--- Task prompt ---
Lay out the rows below as a numbered list, starting with the row that contains "Exercise. Pick out the snow in" and going on through the row that contains "<point>322,226</point>", with both ends included. Leave out blank lines and any rows outside that span.
─── Available data
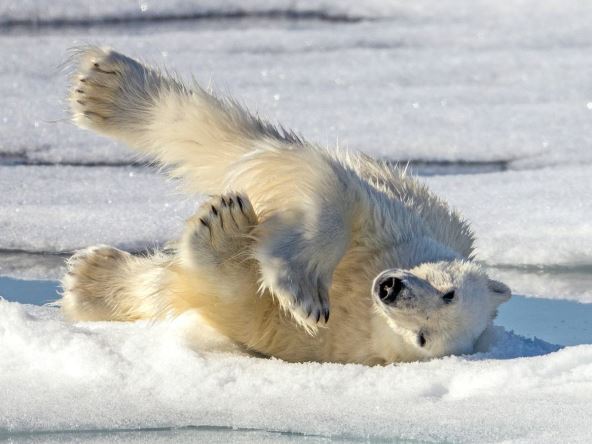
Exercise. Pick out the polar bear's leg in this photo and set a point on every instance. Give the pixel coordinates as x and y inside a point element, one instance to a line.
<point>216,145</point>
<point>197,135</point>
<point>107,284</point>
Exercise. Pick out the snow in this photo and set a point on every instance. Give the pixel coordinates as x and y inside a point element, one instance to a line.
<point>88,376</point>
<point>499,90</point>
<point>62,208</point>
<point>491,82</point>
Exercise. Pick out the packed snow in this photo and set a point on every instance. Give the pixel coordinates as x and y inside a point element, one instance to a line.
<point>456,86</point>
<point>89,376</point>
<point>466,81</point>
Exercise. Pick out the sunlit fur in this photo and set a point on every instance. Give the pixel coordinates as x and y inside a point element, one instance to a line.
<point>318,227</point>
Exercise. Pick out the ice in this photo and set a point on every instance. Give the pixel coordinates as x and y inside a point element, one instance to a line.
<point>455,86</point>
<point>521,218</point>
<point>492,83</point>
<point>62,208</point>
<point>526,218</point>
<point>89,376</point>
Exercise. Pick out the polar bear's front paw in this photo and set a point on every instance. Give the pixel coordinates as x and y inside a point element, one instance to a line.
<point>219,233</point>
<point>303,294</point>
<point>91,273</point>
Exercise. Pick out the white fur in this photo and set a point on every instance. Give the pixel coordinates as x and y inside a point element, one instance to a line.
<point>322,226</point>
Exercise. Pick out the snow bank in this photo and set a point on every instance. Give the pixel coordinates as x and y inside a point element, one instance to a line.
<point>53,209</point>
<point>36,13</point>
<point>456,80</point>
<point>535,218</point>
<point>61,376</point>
──────
--- Solution ---
1. Exercise. Pick out the snow in this photo and set a point on every instance. Give the pixel coordinates as x and y inside a point element, one instance to a line.
2. <point>88,376</point>
3. <point>499,90</point>
4. <point>62,208</point>
5. <point>491,82</point>
6. Exercise. Pick out the packed snow in this photo and set a point on every instance. Give the pixel coordinates as x and y inside a point element, one instance to a line.
7. <point>456,86</point>
8. <point>89,376</point>
9. <point>466,81</point>
10. Exercise. Pick out the sunlit fur in this photo and set a point on every instance. Give the pixel coordinates as x and y inside a point element, one instance to a line.
11. <point>318,227</point>
12. Exercise. Pick out the ice in this photo and set a point on every instance. Give the pixel coordinates as x and y inside a point element, one instance to a line.
13. <point>455,86</point>
14. <point>521,218</point>
15. <point>492,83</point>
16. <point>62,208</point>
17. <point>526,218</point>
18. <point>89,376</point>
19. Exercise. Pick out the polar bear's front paw in this photo and set a point on every instance. Give the pixel coordinates as x and y inside a point element, one instance to a line.
20. <point>219,233</point>
21. <point>303,294</point>
22. <point>91,273</point>
23. Exercise. Pick out the white fur in this photo and set a point on every instance. Give the pixel coordinates as x and y inside a point element, one instance to a line.
24. <point>322,226</point>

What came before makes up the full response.